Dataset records
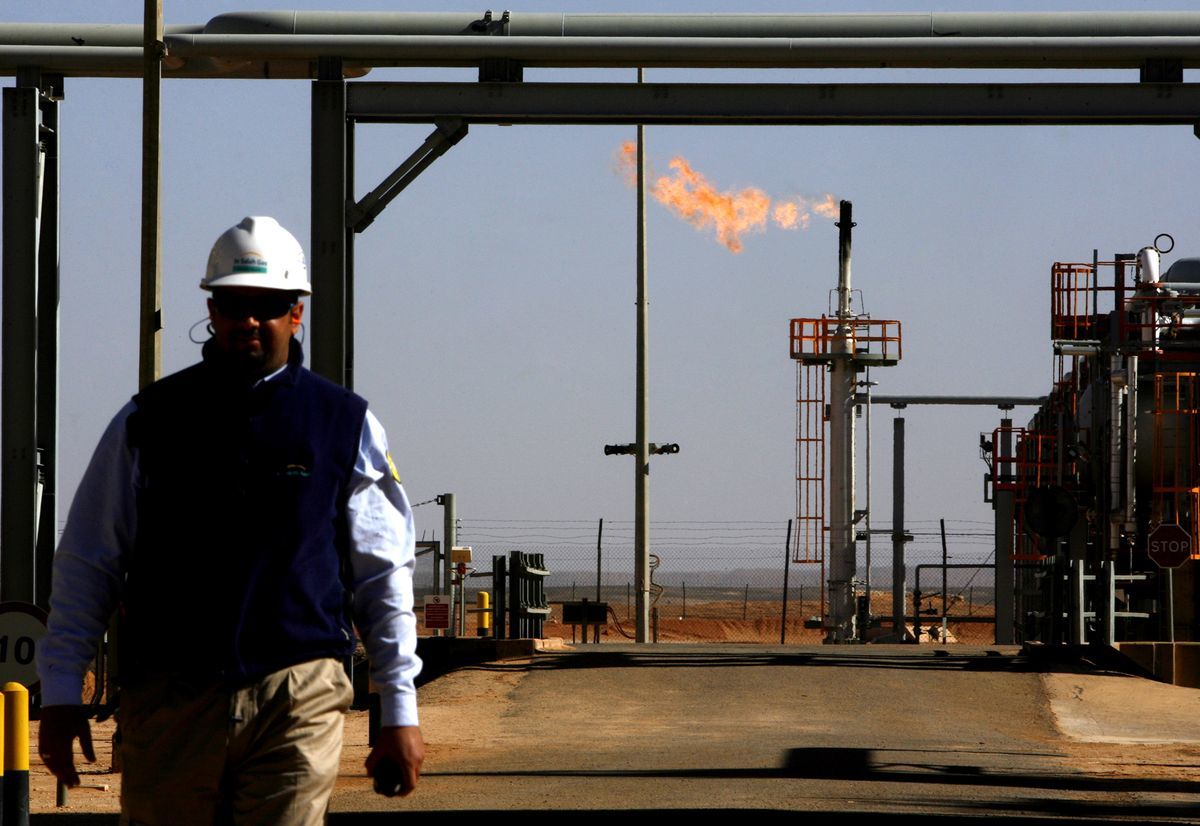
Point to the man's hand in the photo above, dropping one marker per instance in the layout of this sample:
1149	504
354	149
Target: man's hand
55	740
403	746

Exercise: Print out the entries once more, unchanged. No pictures.

Response:
Point to the man's hand in the photo above, dropping one marker per instance in the layout of this sample:
1149	504
354	149
Target: man's hand
55	740
403	746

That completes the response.